__Task goal__
Please give back, word for word, only the lines starting at the one containing "point: one pixel per instance, each like <point>575,17</point>." and ending at the one containing "point: one pixel per instance, each like <point>462,231</point>." within the material below.

----

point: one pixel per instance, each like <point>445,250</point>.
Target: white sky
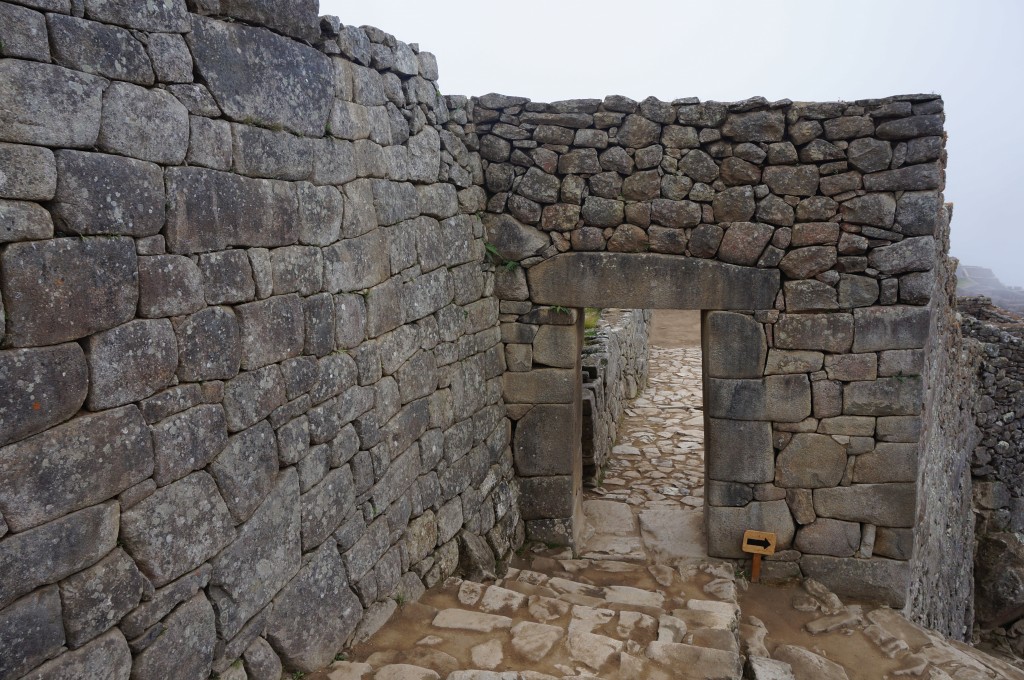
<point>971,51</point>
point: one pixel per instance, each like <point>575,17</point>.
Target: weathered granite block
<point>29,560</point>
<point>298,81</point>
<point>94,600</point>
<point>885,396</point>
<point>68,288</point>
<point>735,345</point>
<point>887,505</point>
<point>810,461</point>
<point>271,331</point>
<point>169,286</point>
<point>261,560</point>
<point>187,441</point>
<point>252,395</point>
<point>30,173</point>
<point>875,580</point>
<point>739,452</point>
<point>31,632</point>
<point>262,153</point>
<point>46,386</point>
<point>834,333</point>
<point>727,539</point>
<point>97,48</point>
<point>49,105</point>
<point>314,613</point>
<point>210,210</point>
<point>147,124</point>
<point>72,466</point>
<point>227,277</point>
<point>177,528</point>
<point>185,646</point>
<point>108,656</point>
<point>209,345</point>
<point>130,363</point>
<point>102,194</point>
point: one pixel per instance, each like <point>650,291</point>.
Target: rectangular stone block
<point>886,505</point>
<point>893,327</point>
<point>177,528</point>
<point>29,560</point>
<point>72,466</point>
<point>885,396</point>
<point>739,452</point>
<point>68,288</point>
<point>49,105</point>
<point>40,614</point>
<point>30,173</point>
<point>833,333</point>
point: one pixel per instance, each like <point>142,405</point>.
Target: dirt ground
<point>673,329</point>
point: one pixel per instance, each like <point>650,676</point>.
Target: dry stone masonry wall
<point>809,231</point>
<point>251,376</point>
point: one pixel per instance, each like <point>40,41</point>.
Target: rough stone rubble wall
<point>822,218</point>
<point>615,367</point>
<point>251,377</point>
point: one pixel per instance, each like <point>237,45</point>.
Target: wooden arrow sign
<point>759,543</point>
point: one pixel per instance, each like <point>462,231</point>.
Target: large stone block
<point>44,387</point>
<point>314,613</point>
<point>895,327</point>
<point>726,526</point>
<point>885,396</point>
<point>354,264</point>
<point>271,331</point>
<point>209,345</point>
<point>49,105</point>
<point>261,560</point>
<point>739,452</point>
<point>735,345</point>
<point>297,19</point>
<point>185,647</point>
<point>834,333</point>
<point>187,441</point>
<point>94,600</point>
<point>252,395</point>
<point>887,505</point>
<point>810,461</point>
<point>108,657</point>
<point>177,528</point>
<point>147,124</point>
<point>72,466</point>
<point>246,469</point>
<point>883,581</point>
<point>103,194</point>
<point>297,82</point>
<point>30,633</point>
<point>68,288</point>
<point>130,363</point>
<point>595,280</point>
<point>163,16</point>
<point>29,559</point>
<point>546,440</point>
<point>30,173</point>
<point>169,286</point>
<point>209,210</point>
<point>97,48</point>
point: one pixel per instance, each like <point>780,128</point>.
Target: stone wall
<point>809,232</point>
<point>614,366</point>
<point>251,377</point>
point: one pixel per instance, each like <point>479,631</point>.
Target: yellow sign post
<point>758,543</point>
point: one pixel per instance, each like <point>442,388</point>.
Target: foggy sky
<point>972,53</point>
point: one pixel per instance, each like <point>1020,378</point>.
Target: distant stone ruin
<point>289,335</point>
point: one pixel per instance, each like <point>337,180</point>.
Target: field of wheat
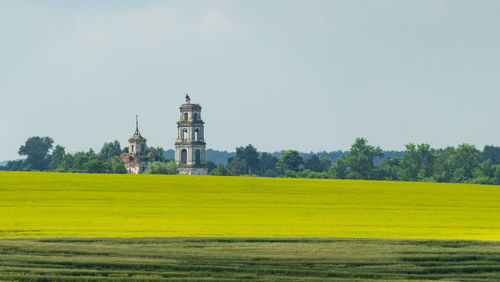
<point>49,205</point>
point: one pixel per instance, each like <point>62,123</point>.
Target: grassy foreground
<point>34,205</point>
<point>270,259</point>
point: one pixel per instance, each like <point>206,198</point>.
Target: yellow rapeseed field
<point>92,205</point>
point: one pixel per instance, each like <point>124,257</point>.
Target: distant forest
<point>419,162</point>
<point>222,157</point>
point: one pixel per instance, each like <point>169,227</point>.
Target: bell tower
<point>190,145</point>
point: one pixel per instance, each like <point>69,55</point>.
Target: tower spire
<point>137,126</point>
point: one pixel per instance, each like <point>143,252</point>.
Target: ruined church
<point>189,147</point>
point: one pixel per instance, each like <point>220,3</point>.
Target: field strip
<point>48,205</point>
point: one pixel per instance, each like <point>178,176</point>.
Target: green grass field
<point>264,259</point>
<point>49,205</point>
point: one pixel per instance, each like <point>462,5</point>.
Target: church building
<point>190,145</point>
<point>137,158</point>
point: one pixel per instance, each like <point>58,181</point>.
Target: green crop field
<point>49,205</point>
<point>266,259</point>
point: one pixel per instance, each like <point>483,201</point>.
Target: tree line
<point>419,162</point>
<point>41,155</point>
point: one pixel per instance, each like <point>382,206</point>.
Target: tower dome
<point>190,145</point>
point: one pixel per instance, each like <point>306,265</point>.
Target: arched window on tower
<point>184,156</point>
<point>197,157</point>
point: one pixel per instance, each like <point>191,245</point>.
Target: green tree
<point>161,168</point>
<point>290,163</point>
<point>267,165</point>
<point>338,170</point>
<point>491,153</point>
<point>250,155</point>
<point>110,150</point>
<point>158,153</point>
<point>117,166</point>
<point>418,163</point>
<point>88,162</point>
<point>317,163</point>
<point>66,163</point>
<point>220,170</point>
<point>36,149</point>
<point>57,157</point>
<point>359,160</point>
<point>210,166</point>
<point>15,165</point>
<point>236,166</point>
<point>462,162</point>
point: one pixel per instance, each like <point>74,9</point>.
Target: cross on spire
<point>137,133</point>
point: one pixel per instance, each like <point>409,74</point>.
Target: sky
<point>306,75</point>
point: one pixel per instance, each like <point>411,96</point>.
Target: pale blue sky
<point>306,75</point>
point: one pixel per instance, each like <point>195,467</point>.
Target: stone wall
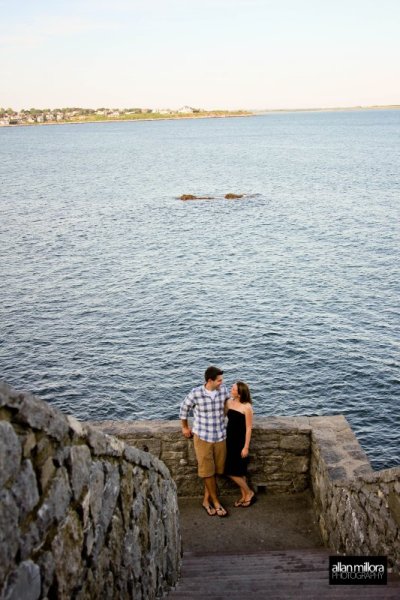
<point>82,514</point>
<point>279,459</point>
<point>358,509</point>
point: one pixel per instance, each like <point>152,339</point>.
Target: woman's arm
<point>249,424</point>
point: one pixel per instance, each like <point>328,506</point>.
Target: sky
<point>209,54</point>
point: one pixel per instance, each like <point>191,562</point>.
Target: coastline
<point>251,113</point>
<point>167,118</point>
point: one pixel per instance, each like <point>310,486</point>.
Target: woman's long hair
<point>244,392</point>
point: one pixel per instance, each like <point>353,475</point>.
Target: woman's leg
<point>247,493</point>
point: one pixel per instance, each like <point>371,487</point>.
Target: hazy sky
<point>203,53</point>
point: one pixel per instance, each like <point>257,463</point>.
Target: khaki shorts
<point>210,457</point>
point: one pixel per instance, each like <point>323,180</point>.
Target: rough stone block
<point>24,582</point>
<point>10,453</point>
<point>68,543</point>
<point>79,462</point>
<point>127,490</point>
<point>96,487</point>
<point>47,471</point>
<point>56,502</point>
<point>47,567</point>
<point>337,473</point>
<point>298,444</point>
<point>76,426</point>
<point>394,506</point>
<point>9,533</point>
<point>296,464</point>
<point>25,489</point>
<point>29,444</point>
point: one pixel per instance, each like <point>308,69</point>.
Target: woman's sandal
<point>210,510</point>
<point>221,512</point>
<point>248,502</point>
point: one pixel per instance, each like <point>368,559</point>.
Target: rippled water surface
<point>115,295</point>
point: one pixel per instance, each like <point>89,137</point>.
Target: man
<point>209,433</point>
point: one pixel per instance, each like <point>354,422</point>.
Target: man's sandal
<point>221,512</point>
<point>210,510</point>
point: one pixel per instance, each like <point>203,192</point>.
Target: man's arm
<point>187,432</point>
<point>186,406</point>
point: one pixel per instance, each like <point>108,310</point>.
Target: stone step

----

__Answer__
point: one pixel per instance, each like <point>575,17</point>.
Target: weathered granite block
<point>29,560</point>
<point>298,81</point>
<point>94,600</point>
<point>885,396</point>
<point>68,288</point>
<point>735,345</point>
<point>887,505</point>
<point>810,461</point>
<point>271,331</point>
<point>169,286</point>
<point>261,560</point>
<point>187,441</point>
<point>252,395</point>
<point>30,173</point>
<point>875,580</point>
<point>739,452</point>
<point>31,632</point>
<point>262,153</point>
<point>46,386</point>
<point>834,333</point>
<point>727,539</point>
<point>97,48</point>
<point>49,105</point>
<point>314,613</point>
<point>210,210</point>
<point>147,124</point>
<point>72,466</point>
<point>227,277</point>
<point>177,528</point>
<point>185,646</point>
<point>108,656</point>
<point>209,345</point>
<point>130,363</point>
<point>102,194</point>
point: one pixel per instance, each like <point>650,291</point>.
Target: rectangular stone block
<point>886,505</point>
<point>893,327</point>
<point>177,528</point>
<point>29,560</point>
<point>72,466</point>
<point>885,396</point>
<point>739,452</point>
<point>68,288</point>
<point>49,105</point>
<point>40,614</point>
<point>30,173</point>
<point>833,333</point>
point: one pixel per instance, each like <point>142,405</point>.
Target: dirt ground
<point>673,329</point>
point: one pixel per instance, each like <point>650,676</point>.
Target: dry stone masonry wall
<point>809,231</point>
<point>251,376</point>
point: one pixel per instance, each like <point>40,41</point>.
Target: rough stone rubble wall
<point>822,218</point>
<point>615,367</point>
<point>251,377</point>
point: one pixel per instance, each like <point>237,45</point>.
Target: wooden arrow sign
<point>759,543</point>
point: one pixel per instance, each like <point>462,231</point>.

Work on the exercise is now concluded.